- 原文 -
((

900. RLE Iterator

问题：

给定一个行程长度编码序列A，即偶数为代表下一位数的个数。

如A=[3,8,0,9,2,5]，是序列【88855】的编码。

next(n)函数返回，对被编码序列消化n个数后最后消化的数值。实现初始化函数RLEIterator和next函数。

Example 1:
Input: ["RLEIterator","next","next","next","next"], [[[3,8,0,9,2,5]],[2],[1],[1],[2]]
Output: [null,8,8,5,-1]
Explanation: 
RLEIterator is initialized with RLEIterator([3,8,0,9,2,5]).
This maps to the sequence [8,8,8,5,5].
RLEIterator.next is then called 4 times:

.next(2) exhausts 2 terms of the sequence, returning 8.  The remaining sequence is now [8, 5, 5].

.next(1) exhausts 1 term of the sequence, returning 8.  The remaining sequence is now [5, 5].

.next(1) exhausts 1 term of the sequence, returning 5.  The remaining sequence is now [5].

.next(2) exhausts 2 terms, returning -1.  This is because the first term exhausted was 5,
but the second term did not exist.  Since the last term exhausted does not exist, we return -1.

))

- 待办任务 -
A) 照原文复述 RLE Iterator 题目中从“next(n)函数返回，对被”到“the sequence [8,8,8,5,5].”的文字。
B) 在 RLE Iterator 题目的 Example 1 中，最后一次调用 .next(2) 返回什么值？
C) 根据 RLE Iterator 题目，判断下列说法是否正确，并逐条引用原文中起决定作用的语句：(i) 用 [3,8,0,9,2,5] 初始化后，对应的序列是 [8,8,8,5,5]；(ii) Example 1 中 next 一共被调用了 3 次；(iii) 第一次调用 .next(2) 之后，剩余序列为 [8, 5, 5]。
之后的各行是另附的材料，与上面的 RLE Iterator 题目相互独立。

- 摘录数据 -
((

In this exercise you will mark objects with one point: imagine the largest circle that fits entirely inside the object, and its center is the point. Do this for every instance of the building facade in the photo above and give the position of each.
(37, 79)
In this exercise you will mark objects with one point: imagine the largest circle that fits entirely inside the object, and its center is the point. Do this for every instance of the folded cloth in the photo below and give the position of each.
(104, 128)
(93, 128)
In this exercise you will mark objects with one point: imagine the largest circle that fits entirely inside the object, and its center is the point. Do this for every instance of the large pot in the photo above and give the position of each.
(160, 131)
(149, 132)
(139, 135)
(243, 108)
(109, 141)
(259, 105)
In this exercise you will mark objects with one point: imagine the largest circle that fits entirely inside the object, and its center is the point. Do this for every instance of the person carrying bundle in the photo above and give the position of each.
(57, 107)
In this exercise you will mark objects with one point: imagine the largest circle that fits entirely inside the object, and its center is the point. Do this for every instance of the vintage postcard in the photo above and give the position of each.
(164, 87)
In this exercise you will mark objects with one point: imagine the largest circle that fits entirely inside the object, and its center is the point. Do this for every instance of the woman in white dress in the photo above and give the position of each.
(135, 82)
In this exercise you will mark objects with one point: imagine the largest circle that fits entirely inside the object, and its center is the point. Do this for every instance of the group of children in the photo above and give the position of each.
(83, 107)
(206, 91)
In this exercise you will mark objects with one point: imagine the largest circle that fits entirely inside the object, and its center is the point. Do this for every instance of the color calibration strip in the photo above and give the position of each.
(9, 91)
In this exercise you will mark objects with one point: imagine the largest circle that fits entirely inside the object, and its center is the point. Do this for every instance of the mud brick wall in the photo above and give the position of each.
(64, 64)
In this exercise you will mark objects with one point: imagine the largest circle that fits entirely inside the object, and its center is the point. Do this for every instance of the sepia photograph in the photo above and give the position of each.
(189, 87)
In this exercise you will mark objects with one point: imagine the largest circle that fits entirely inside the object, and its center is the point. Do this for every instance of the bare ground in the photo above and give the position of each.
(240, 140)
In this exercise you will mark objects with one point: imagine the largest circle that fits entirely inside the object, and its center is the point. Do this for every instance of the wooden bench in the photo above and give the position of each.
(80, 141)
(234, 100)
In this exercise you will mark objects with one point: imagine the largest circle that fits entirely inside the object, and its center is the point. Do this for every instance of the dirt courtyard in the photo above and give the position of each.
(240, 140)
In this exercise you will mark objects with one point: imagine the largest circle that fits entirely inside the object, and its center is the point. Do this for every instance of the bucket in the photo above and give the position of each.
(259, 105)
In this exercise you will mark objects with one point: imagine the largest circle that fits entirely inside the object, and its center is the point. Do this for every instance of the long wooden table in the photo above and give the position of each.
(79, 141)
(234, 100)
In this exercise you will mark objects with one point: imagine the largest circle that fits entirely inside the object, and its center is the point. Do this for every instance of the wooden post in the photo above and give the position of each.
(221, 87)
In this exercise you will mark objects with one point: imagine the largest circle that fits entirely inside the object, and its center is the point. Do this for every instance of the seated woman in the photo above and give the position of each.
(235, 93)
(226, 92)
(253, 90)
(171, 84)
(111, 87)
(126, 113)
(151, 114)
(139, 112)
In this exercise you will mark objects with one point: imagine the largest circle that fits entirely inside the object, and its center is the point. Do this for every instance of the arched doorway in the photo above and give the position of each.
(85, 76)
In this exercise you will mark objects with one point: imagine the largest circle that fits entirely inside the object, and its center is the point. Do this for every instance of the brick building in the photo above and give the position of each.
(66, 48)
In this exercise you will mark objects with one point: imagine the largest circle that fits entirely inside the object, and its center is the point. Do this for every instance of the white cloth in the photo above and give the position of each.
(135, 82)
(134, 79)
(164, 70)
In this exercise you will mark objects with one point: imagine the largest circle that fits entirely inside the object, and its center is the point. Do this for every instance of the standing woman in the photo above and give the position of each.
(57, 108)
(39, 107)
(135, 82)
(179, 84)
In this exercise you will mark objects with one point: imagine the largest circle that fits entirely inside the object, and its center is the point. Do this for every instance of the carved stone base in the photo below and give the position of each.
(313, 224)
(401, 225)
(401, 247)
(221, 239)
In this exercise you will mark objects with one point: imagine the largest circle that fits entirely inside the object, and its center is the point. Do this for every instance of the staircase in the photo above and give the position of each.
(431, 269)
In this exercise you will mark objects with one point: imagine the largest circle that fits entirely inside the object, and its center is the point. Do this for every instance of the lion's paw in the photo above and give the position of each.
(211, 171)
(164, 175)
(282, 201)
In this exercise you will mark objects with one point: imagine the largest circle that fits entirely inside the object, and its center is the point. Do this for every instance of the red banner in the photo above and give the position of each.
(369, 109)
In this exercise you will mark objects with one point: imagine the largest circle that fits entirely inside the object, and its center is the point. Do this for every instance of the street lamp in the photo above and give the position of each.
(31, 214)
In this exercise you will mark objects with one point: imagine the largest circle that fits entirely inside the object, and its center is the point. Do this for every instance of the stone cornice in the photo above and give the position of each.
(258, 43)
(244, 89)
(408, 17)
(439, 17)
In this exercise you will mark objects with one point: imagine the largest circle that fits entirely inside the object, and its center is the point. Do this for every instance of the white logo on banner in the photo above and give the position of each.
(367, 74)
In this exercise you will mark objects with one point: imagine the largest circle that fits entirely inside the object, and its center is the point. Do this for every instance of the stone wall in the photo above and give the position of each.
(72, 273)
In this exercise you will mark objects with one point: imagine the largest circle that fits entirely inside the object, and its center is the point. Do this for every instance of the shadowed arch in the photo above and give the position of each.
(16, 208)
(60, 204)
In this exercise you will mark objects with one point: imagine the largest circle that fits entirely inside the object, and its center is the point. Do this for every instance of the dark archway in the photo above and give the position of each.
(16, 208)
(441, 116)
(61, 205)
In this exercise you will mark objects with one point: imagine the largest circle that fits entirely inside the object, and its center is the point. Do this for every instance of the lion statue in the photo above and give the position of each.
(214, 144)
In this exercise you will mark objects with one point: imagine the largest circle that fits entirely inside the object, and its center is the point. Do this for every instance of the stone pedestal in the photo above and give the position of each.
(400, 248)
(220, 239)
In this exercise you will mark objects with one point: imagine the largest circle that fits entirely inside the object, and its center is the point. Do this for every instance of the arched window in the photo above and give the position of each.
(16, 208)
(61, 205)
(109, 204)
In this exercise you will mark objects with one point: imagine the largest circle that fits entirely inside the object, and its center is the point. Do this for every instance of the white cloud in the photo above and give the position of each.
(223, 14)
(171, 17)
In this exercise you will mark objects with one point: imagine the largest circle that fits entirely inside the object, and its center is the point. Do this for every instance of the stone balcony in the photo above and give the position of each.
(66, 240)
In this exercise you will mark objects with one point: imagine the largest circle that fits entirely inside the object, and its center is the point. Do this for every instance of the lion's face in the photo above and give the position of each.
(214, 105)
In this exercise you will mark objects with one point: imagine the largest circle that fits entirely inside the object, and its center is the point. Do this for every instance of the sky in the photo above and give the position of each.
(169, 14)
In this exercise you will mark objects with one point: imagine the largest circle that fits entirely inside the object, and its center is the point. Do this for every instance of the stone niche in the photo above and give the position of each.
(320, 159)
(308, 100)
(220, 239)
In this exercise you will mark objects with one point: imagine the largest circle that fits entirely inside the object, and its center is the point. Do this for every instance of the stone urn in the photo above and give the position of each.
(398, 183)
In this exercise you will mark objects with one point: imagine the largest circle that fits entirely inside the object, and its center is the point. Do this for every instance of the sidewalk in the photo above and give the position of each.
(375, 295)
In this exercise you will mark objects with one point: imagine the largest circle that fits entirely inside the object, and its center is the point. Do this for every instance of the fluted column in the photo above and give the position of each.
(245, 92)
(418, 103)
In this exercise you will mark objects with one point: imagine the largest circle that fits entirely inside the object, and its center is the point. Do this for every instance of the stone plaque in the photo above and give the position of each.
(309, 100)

))

- 练习结果 -
A)
next(n)函数返回，对被编码序列消化n个数后最后消化的数值。实现初始化函数RLEIterator和next函数。

Example 1:
Input: ["RLEIterator","next","next","next","next"], [[[3,8,0,9,2,5]],[2],[1],[1],[2]]
Output: [null,8,8,5,-1]
Explanation: 
RLEIterator is initialized with RLEIterator([3,8,0,9,2,5]).
This maps to the sequence [8,8,8,5,5].

B) 返回 -1。

C)
(i) 是。原文："This maps to the sequence [8,8,8,5,5]."
(ii) 否。原文："RLEIterator.next is then called 4 times"
(iii) 是。原文："The remaining sequence is now [8, 5, 5]."